# [Supplied information]

══════════

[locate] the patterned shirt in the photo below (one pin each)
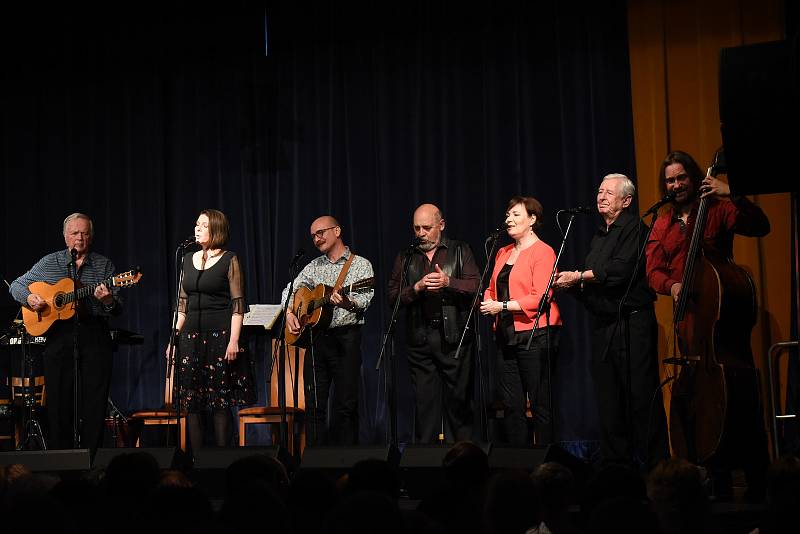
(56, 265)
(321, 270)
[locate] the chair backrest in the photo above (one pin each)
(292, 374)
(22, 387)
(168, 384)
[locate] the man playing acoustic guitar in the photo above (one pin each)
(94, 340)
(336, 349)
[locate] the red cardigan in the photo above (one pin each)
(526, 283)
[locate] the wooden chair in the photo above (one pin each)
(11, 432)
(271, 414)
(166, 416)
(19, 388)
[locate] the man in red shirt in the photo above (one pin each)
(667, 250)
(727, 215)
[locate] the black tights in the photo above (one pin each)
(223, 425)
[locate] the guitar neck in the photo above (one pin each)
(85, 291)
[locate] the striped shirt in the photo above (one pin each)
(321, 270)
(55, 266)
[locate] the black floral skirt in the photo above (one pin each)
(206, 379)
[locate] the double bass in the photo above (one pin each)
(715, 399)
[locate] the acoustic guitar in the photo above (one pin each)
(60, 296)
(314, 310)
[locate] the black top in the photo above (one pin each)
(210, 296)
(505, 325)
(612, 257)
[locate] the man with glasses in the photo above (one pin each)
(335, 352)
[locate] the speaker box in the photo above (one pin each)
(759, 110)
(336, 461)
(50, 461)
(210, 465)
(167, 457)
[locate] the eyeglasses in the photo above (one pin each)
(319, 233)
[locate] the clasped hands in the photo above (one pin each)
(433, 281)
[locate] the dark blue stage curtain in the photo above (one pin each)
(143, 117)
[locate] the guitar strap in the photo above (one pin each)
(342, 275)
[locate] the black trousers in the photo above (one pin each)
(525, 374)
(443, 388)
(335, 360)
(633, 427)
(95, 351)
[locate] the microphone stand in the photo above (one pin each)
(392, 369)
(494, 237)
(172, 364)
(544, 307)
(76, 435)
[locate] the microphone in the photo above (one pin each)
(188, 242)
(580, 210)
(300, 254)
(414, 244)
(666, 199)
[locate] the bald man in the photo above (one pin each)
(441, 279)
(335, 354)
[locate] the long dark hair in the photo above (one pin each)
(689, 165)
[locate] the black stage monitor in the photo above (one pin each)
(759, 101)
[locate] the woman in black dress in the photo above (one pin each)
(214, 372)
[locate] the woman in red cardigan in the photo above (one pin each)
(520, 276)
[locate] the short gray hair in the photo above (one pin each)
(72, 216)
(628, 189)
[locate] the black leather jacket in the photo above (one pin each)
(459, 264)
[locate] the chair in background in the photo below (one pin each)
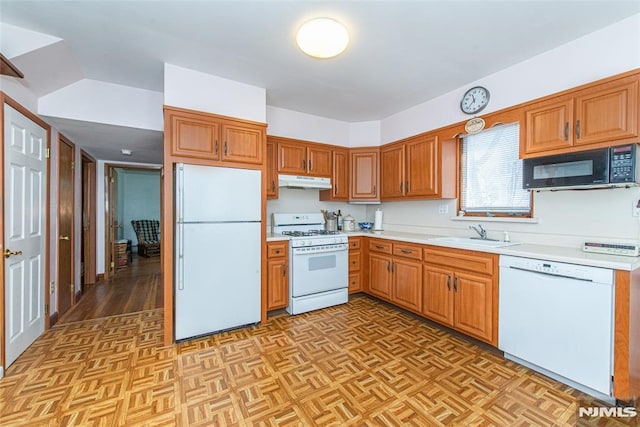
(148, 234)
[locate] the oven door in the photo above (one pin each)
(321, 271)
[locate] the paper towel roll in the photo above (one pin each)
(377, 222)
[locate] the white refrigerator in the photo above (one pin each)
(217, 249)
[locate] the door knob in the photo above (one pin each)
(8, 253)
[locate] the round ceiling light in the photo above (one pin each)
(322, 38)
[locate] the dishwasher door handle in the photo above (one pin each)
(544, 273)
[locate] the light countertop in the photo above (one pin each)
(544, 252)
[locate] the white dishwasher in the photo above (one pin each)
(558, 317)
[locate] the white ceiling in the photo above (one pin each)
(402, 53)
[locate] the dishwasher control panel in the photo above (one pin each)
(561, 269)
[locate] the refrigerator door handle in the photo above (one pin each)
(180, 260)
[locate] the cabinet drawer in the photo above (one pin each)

══════════

# [Exercise aim]
Print the full listing exactly, dropping the pictures.

# [Result for this exercise]
[locate] the patterned shirt in the photo below (one pin each)
(56, 265)
(321, 270)
[locate] the chair backrest in the photo above (one pin each)
(292, 374)
(22, 387)
(168, 384)
[locate] the man playing acoustic guitar in the photo above (one pin each)
(94, 340)
(336, 349)
[locate] the red cardigan in the photo above (one pin each)
(526, 283)
[locate] the wooden chair in the photo above (one pin each)
(11, 432)
(271, 414)
(166, 416)
(19, 388)
[locate] the man in red shirt in the photo above (one pin each)
(667, 250)
(727, 215)
[locate] the black tights in the photo above (one pin each)
(223, 425)
[locate] the guitar neck in the photo above (one pin each)
(85, 291)
[locate] the striped shirt in the photo above (one pin each)
(321, 270)
(55, 266)
[locate] the black floral skirt in the photo above (one pin each)
(206, 379)
[locate] the double bass in the photo above (one pin each)
(715, 399)
[locate] the acoustic guitar in the photo above (one pin each)
(60, 296)
(314, 310)
[locate] the black top in the photo above (one pin each)
(210, 296)
(505, 325)
(612, 257)
[locate] the man with glasses in the photo above (one pin each)
(335, 352)
[locate] the speaker box in the photo above (one pin each)
(759, 110)
(336, 461)
(50, 461)
(210, 465)
(167, 457)
[locate] the eyeglasses in the photo above (one pin each)
(319, 233)
[locate] the clasped hands in the photo above (one pin each)
(433, 281)
[locate] the dark blue stage curtain in the photo above (one pin each)
(143, 117)
[locate] the guitar strap in the photo above (one pin each)
(342, 275)
[locate] the black trousers in the photo above (one pin each)
(525, 374)
(443, 388)
(335, 360)
(633, 427)
(95, 351)
[locate] the microphone stand in the photo above (one pin each)
(392, 369)
(494, 237)
(172, 364)
(544, 307)
(76, 435)
[locate] the microphone in the photo above (one pin each)
(188, 242)
(580, 210)
(300, 254)
(414, 244)
(666, 199)
[locate] the bald man in the photo above (one pin each)
(441, 279)
(335, 354)
[locate] the long dark hair in the photo above (one pin each)
(689, 165)
[locate] the black stage monitor in the photo above (one pin each)
(759, 101)
[locate] the woman in black dress in the photo above (one pin each)
(214, 372)
[locate] the woman in red cardigan in the photo above (one pin each)
(520, 276)
[locate] the short gray hair in the photo above (one pin each)
(72, 216)
(628, 189)
[locate] the black leather jacket in the photo above (one pin each)
(459, 264)
[locate] the chair in background in the photo below (one pin each)
(148, 234)
[locate] the oven door in the photo above (one pin each)
(321, 271)
[locate] the paper towel roll in the photo above (one pin each)
(377, 222)
[locate] the white refrigerator in the photo above (one pin each)
(217, 249)
[locate] the door knob in the photo above (one pin each)
(8, 253)
[locate] the round ceiling light in the photo above (one pin each)
(322, 38)
[locate] the dishwasher door handle in the photo above (one pin each)
(544, 273)
[locate] the light countertop in the photo above (one pin each)
(544, 252)
[locate] the white dishwasher in the photo above (one pin each)
(558, 317)
[locate] the white ceiling in the photo above (one pin each)
(402, 53)
[locate] the dishwasher control panel in the photo above (one pin each)
(561, 269)
[locate] the refrigerator door handle in the photo above (one pin each)
(180, 260)
[locate] the cabinet drawer in the photo above (one pin each)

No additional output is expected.